[WHAT TO WORK ON]
In the source records below, take the lines from the one containing "of the gradient" through the one containing "Target: gradient sky background", inclusive, and rewrite them with "backdrop" substituted for every occurrence of "background", leaving everything else unchanged.

Source records
┄┄┄┄┄┄

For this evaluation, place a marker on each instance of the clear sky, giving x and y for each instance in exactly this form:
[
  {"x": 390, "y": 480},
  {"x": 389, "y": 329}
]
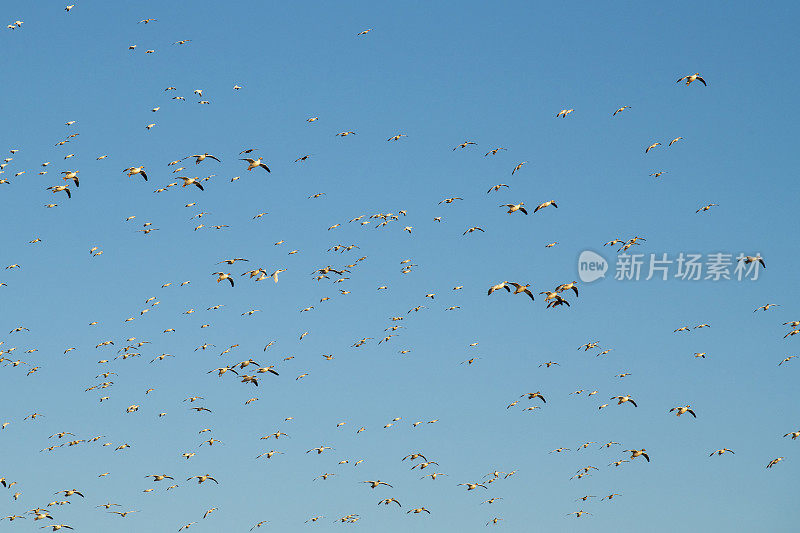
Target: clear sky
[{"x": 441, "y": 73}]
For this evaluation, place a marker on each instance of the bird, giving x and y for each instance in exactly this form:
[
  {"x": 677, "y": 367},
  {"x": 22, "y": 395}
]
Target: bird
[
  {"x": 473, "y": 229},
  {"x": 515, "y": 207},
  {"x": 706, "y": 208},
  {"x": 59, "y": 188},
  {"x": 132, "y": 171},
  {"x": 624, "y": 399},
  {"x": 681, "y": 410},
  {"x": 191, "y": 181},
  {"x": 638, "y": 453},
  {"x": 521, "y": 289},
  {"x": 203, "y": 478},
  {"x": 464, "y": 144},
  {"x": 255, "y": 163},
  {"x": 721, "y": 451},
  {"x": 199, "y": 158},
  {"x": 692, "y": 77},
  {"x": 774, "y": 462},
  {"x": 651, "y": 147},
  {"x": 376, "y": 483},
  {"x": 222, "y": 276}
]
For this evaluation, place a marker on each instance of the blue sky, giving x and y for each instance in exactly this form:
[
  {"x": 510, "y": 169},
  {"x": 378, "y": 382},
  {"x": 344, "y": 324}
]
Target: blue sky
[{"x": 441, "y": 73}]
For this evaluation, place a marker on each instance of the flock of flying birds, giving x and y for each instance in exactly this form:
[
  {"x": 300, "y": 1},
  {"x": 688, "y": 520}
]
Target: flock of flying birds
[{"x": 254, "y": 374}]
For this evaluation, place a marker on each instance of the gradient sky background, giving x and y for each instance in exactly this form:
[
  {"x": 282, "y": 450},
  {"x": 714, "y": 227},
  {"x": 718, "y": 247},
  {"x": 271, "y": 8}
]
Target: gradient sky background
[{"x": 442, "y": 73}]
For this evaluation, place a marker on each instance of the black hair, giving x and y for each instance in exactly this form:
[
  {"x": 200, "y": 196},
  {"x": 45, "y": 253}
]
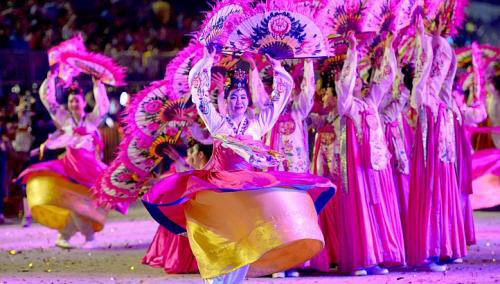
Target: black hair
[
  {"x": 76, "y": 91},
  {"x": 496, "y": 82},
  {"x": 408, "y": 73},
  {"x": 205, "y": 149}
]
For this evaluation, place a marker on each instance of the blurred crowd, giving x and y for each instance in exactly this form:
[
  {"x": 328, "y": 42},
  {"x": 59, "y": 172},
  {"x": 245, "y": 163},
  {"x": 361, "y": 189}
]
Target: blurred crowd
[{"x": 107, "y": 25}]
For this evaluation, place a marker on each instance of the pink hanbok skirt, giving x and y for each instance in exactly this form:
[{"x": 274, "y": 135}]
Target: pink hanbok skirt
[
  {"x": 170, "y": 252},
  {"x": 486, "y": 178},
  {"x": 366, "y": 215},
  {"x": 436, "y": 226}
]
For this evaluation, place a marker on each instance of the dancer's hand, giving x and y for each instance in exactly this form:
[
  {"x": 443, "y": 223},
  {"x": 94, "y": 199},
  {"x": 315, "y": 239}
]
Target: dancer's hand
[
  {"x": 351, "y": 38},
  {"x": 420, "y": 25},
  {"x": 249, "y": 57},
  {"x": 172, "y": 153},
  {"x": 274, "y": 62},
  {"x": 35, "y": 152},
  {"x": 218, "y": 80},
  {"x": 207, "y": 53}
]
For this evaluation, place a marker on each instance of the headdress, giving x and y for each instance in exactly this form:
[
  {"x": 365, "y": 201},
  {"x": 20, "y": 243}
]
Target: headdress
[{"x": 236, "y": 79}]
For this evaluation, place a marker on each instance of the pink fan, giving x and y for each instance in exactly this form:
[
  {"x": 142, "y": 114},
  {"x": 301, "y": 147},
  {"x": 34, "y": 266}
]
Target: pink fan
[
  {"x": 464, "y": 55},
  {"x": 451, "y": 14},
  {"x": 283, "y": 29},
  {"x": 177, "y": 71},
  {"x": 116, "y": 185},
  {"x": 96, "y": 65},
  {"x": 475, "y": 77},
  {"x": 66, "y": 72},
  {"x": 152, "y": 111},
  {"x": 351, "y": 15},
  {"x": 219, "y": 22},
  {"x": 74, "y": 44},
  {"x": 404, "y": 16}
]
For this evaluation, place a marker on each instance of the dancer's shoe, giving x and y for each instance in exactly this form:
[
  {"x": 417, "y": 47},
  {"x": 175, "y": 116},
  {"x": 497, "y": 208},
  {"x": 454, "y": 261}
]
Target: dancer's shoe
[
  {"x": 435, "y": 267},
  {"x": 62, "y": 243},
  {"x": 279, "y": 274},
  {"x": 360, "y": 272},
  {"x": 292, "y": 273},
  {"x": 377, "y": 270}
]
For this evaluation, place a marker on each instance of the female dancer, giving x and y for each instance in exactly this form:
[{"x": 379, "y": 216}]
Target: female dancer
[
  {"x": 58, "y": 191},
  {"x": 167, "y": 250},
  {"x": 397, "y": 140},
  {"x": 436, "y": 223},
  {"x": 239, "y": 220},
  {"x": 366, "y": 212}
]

┄┄┄┄┄┄

[FINAL ANSWER]
For this evaluation, place a marker on each instance of the gradient sky backdrop, giving x and y for each instance in exactly this form:
[
  {"x": 282, "y": 450},
  {"x": 714, "y": 227},
  {"x": 718, "y": 247},
  {"x": 271, "y": 8}
]
Target: gradient sky backdrop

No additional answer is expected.